Data shown section start

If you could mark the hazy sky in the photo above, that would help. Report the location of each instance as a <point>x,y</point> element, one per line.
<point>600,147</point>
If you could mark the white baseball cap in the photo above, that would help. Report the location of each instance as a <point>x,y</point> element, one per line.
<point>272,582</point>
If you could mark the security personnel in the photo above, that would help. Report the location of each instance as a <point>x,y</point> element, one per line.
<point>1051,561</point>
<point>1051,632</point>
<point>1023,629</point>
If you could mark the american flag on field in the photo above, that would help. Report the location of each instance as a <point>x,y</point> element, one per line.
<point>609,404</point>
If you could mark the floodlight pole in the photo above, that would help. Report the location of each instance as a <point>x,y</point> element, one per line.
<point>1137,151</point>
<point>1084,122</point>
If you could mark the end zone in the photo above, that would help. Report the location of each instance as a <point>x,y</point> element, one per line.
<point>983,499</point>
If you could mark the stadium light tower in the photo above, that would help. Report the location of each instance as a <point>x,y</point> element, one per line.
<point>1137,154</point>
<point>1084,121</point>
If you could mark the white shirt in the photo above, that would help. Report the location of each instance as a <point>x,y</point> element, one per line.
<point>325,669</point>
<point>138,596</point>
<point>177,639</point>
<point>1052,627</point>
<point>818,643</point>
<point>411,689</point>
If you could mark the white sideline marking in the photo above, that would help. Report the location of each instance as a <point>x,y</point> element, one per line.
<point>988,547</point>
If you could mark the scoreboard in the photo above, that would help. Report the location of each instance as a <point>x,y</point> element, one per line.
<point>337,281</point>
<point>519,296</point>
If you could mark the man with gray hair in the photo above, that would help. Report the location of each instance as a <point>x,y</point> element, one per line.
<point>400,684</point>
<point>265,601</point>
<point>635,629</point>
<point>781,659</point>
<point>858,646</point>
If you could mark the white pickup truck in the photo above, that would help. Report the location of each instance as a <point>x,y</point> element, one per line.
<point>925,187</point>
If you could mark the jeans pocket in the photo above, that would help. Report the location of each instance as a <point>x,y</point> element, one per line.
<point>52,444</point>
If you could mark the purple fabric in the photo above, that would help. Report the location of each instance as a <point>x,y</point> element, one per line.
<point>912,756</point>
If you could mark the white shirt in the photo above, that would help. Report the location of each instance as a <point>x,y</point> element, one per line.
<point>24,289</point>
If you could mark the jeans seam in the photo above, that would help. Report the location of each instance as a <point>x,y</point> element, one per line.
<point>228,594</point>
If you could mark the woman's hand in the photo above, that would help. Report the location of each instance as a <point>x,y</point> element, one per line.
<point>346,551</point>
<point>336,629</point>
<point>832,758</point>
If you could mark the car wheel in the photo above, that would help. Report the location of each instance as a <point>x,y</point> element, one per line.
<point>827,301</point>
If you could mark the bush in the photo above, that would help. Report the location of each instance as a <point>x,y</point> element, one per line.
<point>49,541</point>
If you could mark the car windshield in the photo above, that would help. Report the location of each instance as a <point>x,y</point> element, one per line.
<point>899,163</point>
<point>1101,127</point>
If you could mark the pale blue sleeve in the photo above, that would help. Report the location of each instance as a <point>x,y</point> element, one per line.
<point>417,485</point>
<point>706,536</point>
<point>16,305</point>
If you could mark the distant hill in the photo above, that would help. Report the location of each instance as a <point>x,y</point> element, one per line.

Data shown section end

■ **Problem statement**
Type out the material above once more, exactly.

■ **Result**
If you could mark the hazy sky in the photo above, that would help. Report the location of each instance as a <point>x,y</point> element, one per line.
<point>600,147</point>
If you could mark the white baseball cap in the photo above, that would help. Report the location of each instance as a <point>x,y</point> element, one per line.
<point>272,582</point>
If you could mark the security personnel in the photo above, that would help. Report the location of each instance as a <point>x,y</point> element, one per line.
<point>1051,561</point>
<point>1051,632</point>
<point>1023,629</point>
If you could mark the american flag on field in the photo above, that would help. Report the location of each instance as a <point>x,y</point> element, one per line.
<point>609,404</point>
If you could mark the floodlight pole in the photo above, that would help. Report the location of each instance as a <point>x,y</point> element, one per line.
<point>1137,151</point>
<point>1084,122</point>
If you could mark the end zone in the photo above, that would help. Report the location of each instance as a <point>x,y</point> element, one per line.
<point>983,499</point>
If you could mark the stadium light tower in the photo above, that would help. Report the location of each instance as a <point>x,y</point> element, one per line.
<point>1137,154</point>
<point>1084,121</point>
If you could mark the white shirt in the photo above, that would help. Report the location of each instance as a <point>x,y</point> element, one per line.
<point>325,669</point>
<point>138,596</point>
<point>177,639</point>
<point>1052,627</point>
<point>818,643</point>
<point>411,689</point>
If you could mark the white sideline marking in the photo above, that would help. Report the location of each instance as a <point>x,y</point> element, one per line.
<point>988,547</point>
If you could mark the scoreboard in the photo above, that would help. Report the location of each instance as a <point>x,y</point> element, one per line.
<point>337,281</point>
<point>519,296</point>
If you could mark the man with gray hair in the photo above, that would help. Report the location of each instance as a <point>x,y</point> element, one per line.
<point>400,684</point>
<point>265,601</point>
<point>635,629</point>
<point>781,659</point>
<point>858,646</point>
If you could mark the white pickup truck in the photo above, that would help. Report the location of each instance as a <point>x,y</point> element, one per line.
<point>925,187</point>
If you could mark the jeans pocket in the photo above, that would help. Report the location of each instance as a <point>x,y</point> element, one per line.
<point>52,444</point>
If you could mark the purple fabric in the photo above, that would help. Report the location of each instance as a <point>x,y</point> element, one per line.
<point>912,756</point>
If you could mark the white shirt in the photo above, that would help. Report the location of each instance as a <point>x,y</point> element, one per line.
<point>24,289</point>
If you could mark the jeans seam in the photo above, that would help. Report the location of each instance as a <point>x,y</point> element, one per line.
<point>228,594</point>
If you could mark the woman's hand in the photo above, that would help. Report the location of each instance as a <point>x,y</point> element, one per line.
<point>346,551</point>
<point>336,629</point>
<point>832,758</point>
If you could mark the car wheel in the photo above, that would help. Report the location of each instance as a <point>x,y</point> element, one per line.
<point>827,301</point>
If you could mark the bush in the photo above, that would help. Report the location of each instance as a <point>x,y</point> element, one per line.
<point>49,541</point>
If you could mark the car windshield in the photo above, that would help. Report the location of each instance as a <point>x,y</point> element, one per line.
<point>899,163</point>
<point>1101,127</point>
If you could mark the pale blue sleeve in the photo above, that would help. Report the location of each instance as a <point>x,y</point> element, one per line.
<point>417,485</point>
<point>706,536</point>
<point>16,305</point>
If you could mark the distant hill in the photo above, that would help. Report the location of each instance as a <point>x,y</point> element, one per line.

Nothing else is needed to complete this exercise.